[[ Exercise data open ]]
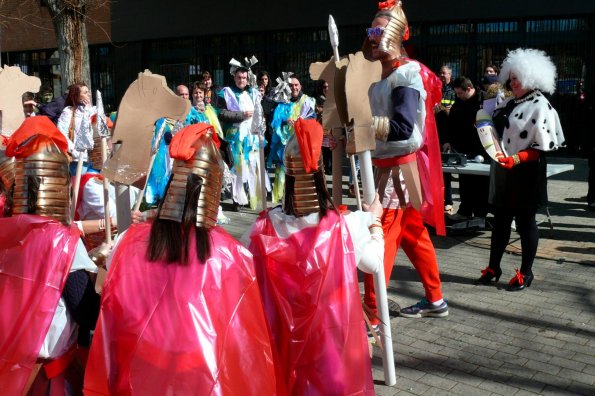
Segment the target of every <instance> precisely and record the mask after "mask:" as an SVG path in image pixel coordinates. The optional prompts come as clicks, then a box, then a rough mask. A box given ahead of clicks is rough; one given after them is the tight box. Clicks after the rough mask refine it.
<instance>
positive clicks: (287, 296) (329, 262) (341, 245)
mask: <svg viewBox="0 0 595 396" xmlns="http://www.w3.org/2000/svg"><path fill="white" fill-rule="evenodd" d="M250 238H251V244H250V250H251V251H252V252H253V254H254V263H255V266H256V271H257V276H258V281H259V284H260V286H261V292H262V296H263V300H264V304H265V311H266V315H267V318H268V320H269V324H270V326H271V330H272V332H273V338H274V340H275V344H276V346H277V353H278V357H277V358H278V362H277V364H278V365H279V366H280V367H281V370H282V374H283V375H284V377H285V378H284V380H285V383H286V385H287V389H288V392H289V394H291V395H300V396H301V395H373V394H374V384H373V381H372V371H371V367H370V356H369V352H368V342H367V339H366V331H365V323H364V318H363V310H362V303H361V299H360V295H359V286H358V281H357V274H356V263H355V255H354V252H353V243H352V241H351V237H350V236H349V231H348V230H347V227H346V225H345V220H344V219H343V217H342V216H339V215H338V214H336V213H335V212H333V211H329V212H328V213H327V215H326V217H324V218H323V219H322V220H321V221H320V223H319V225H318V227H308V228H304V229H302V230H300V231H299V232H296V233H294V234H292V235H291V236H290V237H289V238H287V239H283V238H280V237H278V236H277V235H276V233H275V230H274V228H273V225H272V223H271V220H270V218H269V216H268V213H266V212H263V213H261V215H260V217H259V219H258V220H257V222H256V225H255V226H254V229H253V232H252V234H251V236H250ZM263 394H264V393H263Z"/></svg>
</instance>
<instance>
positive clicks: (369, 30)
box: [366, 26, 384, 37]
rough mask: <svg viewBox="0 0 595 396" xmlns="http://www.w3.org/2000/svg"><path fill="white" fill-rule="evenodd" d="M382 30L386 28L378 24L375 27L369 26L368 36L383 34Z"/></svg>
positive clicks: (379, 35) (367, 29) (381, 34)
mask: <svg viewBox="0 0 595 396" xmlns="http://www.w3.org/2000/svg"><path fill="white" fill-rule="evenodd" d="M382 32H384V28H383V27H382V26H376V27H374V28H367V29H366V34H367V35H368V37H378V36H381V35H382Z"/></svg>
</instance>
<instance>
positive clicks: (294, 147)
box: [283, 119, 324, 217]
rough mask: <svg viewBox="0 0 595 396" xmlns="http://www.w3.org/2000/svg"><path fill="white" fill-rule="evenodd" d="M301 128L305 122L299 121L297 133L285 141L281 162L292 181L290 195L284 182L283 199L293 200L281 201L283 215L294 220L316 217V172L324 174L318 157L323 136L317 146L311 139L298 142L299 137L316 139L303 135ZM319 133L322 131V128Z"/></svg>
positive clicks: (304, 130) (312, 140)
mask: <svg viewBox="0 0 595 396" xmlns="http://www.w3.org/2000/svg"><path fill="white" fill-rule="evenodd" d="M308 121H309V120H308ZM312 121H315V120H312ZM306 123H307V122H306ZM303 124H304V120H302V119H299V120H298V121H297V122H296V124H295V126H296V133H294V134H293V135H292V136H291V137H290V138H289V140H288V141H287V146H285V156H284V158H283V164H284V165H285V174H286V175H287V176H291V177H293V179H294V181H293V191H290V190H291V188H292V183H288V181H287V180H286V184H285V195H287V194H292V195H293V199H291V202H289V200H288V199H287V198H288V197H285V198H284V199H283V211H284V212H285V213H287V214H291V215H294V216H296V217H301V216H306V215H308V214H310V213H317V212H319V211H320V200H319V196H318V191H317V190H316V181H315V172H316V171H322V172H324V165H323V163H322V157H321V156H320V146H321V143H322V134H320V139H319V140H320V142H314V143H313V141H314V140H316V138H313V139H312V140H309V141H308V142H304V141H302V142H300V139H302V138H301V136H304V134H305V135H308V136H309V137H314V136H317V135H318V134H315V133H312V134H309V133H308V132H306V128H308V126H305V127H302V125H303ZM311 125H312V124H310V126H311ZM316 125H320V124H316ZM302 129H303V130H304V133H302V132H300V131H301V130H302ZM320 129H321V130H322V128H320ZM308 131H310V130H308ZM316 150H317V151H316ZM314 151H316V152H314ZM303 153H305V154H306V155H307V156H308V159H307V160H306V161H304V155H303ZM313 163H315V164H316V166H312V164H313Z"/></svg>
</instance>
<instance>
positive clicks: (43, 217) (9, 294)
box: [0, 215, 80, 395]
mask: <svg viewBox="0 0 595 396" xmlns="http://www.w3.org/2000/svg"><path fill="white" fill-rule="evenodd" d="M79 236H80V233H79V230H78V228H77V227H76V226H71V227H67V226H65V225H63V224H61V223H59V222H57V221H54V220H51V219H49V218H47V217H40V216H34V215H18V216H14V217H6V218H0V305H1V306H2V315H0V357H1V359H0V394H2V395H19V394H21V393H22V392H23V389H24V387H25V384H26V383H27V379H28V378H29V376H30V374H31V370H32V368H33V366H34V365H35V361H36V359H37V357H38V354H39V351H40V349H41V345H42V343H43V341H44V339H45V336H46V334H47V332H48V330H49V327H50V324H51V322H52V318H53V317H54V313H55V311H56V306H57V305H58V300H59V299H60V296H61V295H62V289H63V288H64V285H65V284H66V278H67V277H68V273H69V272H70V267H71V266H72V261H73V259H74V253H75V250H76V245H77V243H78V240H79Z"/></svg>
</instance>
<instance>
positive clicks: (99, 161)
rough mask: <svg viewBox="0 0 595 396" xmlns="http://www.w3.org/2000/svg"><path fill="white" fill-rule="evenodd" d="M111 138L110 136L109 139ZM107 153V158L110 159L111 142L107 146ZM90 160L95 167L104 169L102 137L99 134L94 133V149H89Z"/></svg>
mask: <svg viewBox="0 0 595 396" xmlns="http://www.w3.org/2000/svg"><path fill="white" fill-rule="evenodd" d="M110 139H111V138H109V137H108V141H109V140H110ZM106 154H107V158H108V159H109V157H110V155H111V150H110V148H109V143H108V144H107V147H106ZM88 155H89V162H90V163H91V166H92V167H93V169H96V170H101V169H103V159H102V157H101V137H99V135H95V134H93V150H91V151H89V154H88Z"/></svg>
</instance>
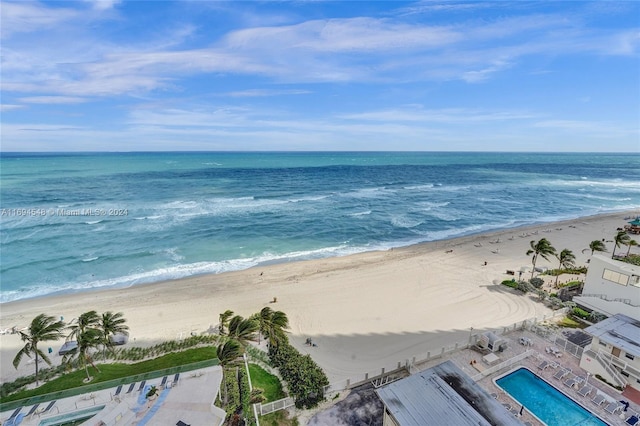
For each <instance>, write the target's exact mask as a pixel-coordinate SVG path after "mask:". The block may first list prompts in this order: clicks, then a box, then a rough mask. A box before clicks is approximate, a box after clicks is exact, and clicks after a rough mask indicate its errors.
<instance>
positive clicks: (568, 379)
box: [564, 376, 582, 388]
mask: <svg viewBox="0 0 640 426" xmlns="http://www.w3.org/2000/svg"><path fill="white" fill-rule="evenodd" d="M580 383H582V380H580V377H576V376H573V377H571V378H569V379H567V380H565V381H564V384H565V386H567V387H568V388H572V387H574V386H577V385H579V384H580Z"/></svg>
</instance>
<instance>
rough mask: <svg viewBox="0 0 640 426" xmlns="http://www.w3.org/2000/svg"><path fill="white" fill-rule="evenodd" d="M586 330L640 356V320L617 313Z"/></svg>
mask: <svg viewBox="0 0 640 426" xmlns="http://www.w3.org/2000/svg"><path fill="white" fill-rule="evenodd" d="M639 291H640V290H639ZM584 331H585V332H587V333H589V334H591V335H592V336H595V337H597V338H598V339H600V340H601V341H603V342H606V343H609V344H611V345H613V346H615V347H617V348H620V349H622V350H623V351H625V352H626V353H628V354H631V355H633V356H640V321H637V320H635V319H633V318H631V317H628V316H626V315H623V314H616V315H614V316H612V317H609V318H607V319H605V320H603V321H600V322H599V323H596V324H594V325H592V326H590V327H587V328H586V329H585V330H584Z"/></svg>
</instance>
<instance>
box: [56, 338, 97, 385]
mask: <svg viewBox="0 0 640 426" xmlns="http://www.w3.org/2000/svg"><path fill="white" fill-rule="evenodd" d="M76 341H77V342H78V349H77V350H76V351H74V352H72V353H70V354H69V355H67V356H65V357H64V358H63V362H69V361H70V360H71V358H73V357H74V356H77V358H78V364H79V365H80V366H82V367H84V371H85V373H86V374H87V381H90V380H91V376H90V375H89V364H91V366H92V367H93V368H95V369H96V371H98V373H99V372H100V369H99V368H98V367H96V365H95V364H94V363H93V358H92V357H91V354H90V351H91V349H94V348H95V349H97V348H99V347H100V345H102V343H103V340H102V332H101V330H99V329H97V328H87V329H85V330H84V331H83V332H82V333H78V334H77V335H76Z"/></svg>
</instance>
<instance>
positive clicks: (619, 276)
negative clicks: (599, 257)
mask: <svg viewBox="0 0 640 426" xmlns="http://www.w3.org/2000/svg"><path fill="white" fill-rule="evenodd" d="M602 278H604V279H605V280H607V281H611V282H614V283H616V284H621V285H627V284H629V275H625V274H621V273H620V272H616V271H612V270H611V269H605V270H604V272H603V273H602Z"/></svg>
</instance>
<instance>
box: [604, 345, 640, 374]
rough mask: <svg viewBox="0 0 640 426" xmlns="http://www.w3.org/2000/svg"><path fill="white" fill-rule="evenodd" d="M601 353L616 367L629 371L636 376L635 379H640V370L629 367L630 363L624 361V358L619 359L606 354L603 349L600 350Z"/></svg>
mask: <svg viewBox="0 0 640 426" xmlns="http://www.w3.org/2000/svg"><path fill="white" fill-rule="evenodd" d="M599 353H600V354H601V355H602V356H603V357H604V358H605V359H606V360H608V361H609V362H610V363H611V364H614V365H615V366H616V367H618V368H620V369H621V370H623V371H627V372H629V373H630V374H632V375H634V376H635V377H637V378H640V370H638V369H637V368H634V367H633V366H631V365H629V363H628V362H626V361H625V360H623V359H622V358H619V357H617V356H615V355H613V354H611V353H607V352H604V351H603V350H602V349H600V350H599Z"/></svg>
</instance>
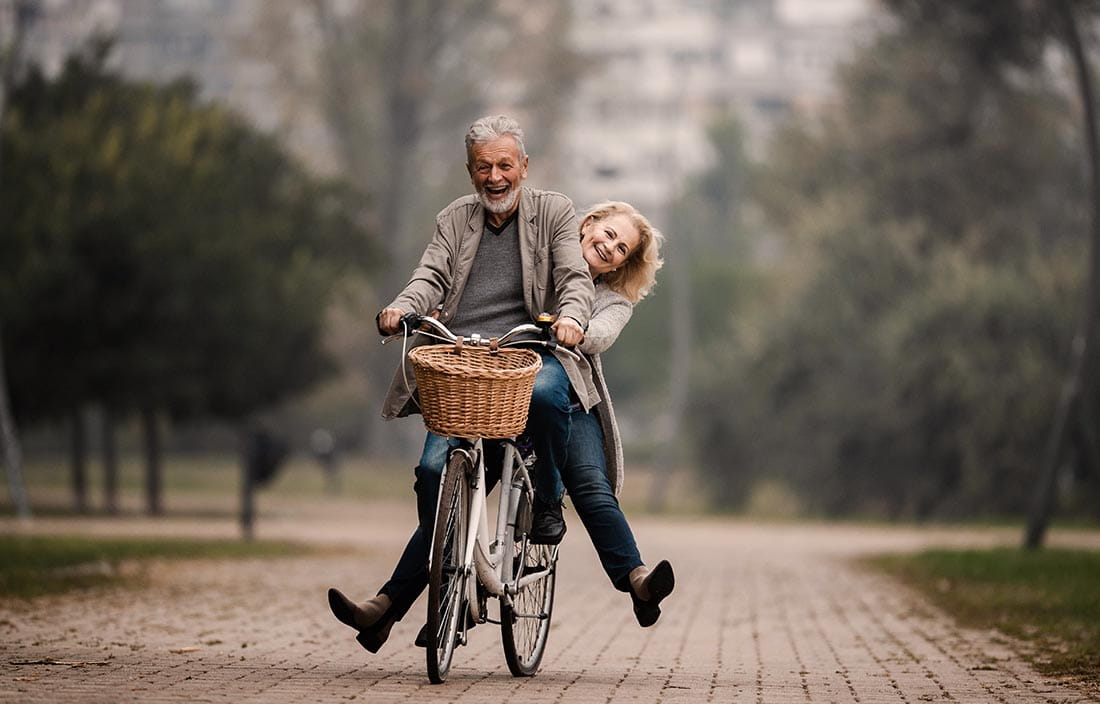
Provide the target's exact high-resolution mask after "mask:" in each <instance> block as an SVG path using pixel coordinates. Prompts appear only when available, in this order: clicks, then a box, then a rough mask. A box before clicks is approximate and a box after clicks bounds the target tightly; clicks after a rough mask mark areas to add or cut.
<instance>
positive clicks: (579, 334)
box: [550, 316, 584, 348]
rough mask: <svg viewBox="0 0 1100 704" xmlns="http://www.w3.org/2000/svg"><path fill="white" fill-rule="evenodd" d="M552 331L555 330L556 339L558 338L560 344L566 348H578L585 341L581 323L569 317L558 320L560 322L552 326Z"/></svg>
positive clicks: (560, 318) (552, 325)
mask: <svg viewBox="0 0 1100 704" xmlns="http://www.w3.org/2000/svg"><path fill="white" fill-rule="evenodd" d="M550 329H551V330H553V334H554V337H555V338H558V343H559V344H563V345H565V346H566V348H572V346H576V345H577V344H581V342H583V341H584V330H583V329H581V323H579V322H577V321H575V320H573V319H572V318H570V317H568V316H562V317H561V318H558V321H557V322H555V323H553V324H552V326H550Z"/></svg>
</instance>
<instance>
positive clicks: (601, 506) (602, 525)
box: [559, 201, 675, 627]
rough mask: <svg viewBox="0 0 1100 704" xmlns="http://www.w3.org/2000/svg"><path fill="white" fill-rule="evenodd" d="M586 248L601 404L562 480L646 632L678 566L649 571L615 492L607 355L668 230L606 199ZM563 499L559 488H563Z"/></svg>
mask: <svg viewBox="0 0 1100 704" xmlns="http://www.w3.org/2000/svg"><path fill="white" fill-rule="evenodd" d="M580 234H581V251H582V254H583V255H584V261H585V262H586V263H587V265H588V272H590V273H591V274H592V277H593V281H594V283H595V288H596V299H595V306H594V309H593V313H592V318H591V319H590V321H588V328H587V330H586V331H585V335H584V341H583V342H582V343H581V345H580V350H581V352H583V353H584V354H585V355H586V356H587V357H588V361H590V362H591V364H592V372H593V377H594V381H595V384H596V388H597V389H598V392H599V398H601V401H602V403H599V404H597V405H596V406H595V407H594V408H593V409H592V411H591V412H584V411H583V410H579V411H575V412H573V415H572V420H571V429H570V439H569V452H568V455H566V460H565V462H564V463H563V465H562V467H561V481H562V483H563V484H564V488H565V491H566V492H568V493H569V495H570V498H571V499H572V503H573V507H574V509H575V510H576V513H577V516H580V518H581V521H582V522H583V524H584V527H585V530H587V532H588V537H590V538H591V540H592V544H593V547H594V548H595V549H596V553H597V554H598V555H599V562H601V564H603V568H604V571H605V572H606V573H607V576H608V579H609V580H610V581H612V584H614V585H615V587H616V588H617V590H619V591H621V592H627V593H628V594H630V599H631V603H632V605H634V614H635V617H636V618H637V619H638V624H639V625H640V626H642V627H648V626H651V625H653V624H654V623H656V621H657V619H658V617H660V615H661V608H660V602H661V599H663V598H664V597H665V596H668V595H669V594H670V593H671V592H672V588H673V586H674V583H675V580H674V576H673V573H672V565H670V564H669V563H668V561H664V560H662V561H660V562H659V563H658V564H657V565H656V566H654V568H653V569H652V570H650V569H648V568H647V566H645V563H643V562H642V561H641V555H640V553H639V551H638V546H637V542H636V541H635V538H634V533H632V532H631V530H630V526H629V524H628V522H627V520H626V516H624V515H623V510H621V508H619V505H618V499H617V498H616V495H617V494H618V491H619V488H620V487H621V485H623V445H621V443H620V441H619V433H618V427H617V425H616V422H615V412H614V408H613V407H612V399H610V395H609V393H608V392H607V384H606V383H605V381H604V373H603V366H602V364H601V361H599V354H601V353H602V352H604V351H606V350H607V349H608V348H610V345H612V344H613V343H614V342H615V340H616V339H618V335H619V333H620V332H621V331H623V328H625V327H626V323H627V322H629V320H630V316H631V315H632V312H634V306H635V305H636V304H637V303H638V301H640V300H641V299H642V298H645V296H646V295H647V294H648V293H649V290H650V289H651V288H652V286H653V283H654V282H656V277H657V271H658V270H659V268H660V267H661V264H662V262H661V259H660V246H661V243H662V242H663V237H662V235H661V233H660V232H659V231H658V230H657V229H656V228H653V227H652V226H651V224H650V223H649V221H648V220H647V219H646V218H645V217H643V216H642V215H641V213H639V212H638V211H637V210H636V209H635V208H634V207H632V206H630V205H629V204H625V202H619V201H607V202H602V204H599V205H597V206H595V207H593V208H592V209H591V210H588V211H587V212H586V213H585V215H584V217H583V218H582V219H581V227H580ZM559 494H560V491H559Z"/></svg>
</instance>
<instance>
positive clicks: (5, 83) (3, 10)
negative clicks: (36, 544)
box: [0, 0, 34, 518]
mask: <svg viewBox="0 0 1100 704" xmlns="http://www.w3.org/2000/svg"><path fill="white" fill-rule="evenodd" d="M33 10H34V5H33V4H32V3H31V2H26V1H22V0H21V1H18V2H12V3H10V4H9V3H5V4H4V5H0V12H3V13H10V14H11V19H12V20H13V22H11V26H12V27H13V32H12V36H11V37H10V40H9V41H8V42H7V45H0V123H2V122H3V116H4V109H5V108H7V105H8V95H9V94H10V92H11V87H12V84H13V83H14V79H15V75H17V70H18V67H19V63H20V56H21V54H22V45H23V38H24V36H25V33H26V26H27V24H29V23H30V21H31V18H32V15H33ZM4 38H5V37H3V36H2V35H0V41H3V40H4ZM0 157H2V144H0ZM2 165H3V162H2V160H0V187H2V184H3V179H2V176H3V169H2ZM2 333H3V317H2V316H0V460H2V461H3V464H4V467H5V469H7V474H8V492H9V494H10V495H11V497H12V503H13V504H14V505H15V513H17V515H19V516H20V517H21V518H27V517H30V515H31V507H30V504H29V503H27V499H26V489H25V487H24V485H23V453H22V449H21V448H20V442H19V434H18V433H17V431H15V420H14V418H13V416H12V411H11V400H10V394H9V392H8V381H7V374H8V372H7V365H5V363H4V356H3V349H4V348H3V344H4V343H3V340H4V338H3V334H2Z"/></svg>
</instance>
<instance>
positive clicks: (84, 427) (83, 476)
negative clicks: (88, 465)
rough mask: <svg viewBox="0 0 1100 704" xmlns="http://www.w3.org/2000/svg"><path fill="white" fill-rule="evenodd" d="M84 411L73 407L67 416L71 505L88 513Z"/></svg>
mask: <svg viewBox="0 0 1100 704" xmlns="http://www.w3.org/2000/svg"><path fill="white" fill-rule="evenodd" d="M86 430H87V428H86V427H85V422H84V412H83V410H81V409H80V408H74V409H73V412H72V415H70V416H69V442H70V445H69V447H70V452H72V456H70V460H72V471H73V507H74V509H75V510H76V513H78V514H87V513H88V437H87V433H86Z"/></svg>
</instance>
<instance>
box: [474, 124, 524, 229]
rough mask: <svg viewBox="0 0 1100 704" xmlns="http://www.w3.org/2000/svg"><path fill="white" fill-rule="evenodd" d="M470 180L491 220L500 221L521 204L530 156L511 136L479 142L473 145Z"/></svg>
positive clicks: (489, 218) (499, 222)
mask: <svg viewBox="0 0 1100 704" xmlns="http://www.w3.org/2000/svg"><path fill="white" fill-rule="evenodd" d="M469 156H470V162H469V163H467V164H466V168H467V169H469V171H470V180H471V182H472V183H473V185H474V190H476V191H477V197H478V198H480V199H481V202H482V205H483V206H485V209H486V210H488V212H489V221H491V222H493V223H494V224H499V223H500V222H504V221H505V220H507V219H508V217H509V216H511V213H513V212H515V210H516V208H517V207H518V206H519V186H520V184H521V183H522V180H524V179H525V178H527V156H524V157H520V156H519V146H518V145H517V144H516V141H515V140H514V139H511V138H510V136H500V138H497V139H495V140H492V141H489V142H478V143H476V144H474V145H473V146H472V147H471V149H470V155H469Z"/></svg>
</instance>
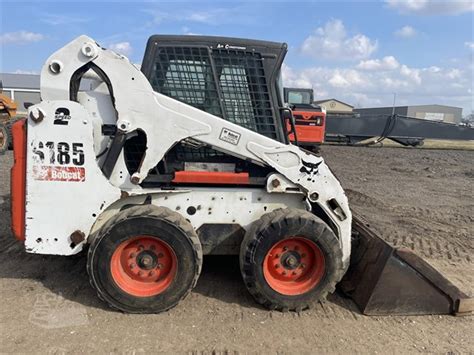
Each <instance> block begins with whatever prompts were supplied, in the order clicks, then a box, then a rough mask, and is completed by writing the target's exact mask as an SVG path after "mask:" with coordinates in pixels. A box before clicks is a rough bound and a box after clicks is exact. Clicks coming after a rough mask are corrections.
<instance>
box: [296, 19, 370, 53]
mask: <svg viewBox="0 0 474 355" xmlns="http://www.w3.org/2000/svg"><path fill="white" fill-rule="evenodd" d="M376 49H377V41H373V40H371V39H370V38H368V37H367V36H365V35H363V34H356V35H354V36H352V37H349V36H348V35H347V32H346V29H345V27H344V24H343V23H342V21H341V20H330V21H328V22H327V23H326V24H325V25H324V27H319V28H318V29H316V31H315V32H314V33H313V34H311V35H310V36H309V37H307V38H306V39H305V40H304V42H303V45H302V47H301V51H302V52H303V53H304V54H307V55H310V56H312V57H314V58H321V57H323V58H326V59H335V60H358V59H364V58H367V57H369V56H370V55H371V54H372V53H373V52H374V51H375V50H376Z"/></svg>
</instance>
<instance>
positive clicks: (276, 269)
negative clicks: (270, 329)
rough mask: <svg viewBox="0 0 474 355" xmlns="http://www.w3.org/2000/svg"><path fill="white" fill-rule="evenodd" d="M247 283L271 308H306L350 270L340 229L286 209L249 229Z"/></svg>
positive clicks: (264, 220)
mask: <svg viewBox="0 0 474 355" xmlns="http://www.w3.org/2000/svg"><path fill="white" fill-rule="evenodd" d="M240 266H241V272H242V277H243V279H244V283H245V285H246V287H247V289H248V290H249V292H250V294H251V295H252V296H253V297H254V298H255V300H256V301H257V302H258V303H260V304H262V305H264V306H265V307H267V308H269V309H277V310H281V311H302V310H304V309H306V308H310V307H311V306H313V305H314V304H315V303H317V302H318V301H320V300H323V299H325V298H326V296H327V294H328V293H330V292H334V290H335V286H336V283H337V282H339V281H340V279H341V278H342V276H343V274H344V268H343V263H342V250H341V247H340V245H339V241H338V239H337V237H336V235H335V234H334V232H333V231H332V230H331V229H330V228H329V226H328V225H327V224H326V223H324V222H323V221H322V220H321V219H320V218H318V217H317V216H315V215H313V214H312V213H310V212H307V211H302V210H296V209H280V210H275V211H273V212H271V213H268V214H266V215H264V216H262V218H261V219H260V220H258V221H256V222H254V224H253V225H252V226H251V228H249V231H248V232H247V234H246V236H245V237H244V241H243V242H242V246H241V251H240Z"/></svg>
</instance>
[[ Exercise data closed ]]
* Task details *
Please reproduce, word for word, the part of the items that begins at their start and ends with the line containing "box: [366, 26, 384, 37]", including that line, and leave the pictures out of your answer.

* Exercise result *
Segment the target of every <instance> precisely and record the mask after "mask:" as an SVG path in image pixel coordinates. The optional prompts come as clicks, then a box, then a rough mask. A box given ahead of clicks is rough; one given after them is the tight box. Clicks after the rough mask refine it.
<instance>
positive clicks: (287, 296) (329, 262) (341, 245)
mask: <svg viewBox="0 0 595 396" xmlns="http://www.w3.org/2000/svg"><path fill="white" fill-rule="evenodd" d="M250 238H251V244H250V250H251V251H252V252H253V254H254V263H255V266H256V271H257V276H258V281H259V284H260V286H261V292H262V296H263V300H264V304H265V311H266V315H267V318H268V320H269V324H270V326H271V330H272V332H273V338H274V340H275V344H276V346H277V353H278V357H277V358H278V362H277V364H278V365H279V366H280V367H281V370H282V374H283V375H284V377H285V378H284V380H285V383H286V385H287V389H288V392H289V394H291V395H300V396H301V395H373V394H374V384H373V381H372V371H371V367H370V356H369V352H368V342H367V339H366V331H365V323H364V318H363V310H362V303H361V299H360V295H359V286H358V281H357V274H356V263H355V255H354V252H353V243H352V241H351V237H350V236H349V231H348V230H347V227H346V225H345V220H344V219H343V217H342V216H339V215H338V214H336V213H335V212H333V211H329V212H328V213H327V215H326V217H324V218H323V219H322V220H321V221H320V223H319V225H318V227H308V228H304V229H302V230H300V231H299V232H296V233H294V234H292V235H291V236H290V237H289V238H287V239H283V238H280V237H278V236H277V235H276V233H275V230H274V228H273V225H272V223H271V220H270V218H269V216H268V213H266V212H263V213H261V215H260V217H259V219H258V220H257V222H256V225H255V226H254V229H253V232H252V234H251V236H250ZM263 394H264V393H263Z"/></svg>
</instance>
<instance>
positive clicks: (369, 30)
box: [366, 26, 384, 37]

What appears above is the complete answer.